**Texto proporcionado**
━━━━

Allá en Majibacoa, donde el central respira como un gigante dormido, algunas niñas nacen tocadas por la fe. Y cuando ponen sus manos sobre algo, aunque sea un geranio triste o un pequeño con fiebre, lo que tocan empieza a mejorar.
A Yulianela le pasó así desde pequeña. Su abuela materna, la que le enseñó a creer en Dios como quien aprende a caminar, decía que ella tenía un don:…
“Esta niña va para doctora, porque cura hasta con la mirada.”
Hoy esa predicción es verdad.
Viajó con ella intacta desde su noble municipio en la oriental provincia de Las Tunas hasta Haití.
En su primera misión, después de 14 meses de entrega, Yuly mezcla ciencia, fe y ternura sin que se note dónde empieza una y termina la otra.
—Doctora, ¿por qué cree que le tienen en tan alta estima?
Ella baja un poco la mirada, como si la humildad le pesara en las pestañas.
—Imagino que porque cumplo con las tareas, doy todo, y eso genera confianza, dice.
Aquí la llaman “Docte Yuly”, porque Yulianela Morales Pérez les parece un nombre muy largo para tanto cariño.
La nombran así desde su primer hospital en Anse-à-Veau, donde trabajó once meses. Allí lloraron cuando la trasladaron. Y ella también.
Ahora está en el Hospital Comunitario de Referencia Lasile, en el Departamento Nippes.
Trabaja en una consulta comunitaria que intenta reproducir, con orgullo y fidelidad, el Programa del Médico y la Enfermera de la Familia ideado por Fidel.
—Aquí hacemos lo mismo que en Cuba —explica—. Salimos al terreno, pesquisamos, educamos. La gente nos recibe con un amor inmenso.
Los haitianos lo dicen sin rodeos: “Los médicos cubanos son nuestros hermanos.”

━━━━

**Registros de datos**
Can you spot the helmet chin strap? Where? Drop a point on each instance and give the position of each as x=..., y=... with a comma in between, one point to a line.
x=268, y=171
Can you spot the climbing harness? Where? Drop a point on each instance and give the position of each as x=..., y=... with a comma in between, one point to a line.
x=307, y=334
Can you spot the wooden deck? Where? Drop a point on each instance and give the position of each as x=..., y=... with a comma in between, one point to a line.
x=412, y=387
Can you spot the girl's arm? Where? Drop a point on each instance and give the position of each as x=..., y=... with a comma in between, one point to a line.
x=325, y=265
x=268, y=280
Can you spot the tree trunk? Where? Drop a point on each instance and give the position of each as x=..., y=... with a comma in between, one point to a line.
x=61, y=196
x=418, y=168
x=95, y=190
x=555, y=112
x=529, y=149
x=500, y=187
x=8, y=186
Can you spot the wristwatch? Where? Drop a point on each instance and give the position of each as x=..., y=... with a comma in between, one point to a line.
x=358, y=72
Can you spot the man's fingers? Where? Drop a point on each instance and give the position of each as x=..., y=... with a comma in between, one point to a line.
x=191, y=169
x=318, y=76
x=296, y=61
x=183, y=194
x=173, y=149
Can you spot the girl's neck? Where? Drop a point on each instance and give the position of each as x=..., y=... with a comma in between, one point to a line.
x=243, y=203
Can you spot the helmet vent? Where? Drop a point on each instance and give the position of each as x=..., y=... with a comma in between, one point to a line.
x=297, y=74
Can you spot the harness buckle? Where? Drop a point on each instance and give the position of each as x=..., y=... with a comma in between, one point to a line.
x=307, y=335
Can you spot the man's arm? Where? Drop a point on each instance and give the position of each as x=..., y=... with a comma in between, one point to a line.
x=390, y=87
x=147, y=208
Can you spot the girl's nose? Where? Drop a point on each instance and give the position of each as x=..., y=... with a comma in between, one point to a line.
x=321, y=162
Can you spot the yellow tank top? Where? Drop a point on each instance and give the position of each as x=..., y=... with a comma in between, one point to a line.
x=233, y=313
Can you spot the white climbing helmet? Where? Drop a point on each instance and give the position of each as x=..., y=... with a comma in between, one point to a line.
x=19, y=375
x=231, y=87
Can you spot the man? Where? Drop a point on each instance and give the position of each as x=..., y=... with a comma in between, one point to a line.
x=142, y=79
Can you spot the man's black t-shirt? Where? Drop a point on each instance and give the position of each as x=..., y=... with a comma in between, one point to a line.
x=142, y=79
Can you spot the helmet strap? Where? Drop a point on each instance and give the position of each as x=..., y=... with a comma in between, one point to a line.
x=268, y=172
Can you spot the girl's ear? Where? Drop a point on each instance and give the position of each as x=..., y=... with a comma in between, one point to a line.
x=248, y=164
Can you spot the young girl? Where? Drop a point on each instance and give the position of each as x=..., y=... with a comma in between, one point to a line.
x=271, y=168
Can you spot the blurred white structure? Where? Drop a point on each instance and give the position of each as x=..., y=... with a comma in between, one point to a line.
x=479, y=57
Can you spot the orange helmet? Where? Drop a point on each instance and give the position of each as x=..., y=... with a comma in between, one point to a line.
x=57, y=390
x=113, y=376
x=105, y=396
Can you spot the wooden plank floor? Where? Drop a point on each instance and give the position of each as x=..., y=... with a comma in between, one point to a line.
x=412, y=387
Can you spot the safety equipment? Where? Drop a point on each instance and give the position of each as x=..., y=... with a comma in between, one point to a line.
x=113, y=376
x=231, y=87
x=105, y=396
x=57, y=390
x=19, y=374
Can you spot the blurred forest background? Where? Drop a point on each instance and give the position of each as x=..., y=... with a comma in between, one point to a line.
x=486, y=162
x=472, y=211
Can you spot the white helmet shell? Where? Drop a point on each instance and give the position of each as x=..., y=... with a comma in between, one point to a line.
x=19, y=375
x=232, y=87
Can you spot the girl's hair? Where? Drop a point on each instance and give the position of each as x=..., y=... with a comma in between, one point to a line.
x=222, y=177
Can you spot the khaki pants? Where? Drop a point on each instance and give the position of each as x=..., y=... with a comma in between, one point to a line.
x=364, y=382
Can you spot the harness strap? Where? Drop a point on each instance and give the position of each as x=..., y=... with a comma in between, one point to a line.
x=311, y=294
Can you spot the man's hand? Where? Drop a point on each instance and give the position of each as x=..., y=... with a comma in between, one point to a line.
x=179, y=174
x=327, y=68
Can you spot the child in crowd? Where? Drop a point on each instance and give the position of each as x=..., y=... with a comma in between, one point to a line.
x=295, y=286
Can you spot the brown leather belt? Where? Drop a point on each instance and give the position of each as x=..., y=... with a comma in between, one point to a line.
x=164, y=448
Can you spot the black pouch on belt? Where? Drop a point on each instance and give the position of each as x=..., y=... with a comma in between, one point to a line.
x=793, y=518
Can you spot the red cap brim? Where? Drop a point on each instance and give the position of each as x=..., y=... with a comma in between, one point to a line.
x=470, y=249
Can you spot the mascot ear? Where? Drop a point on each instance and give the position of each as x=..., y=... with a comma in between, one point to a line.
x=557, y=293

━━━━

**Actividad**
Diga si cada afirmación concuerda con el texto sobre Docte Yuly. Responda sí o no y cite las palabras del texto que lo deciden.
1. Yulianela trabajó once meses en Anse-à-Veau.
2. Fue su abuela paterna quien le enseñó a creer en Dios.
3. Actualmente trabaja en el Departamento Nippes.
Los datos son un material aparte, sin relación con el texto.

**Solución**
1. Sí: "La nombran así desde su primer hospital en Anse-à-Veau, donde trabajó once meses."
2. No: "Su abuela materna, la que le enseñó a creer en Dios como quien aprende a caminar".
3. Sí: "Ahora está en el Hospital Comunitario de Referencia Lasile, en el Departamento Nippes."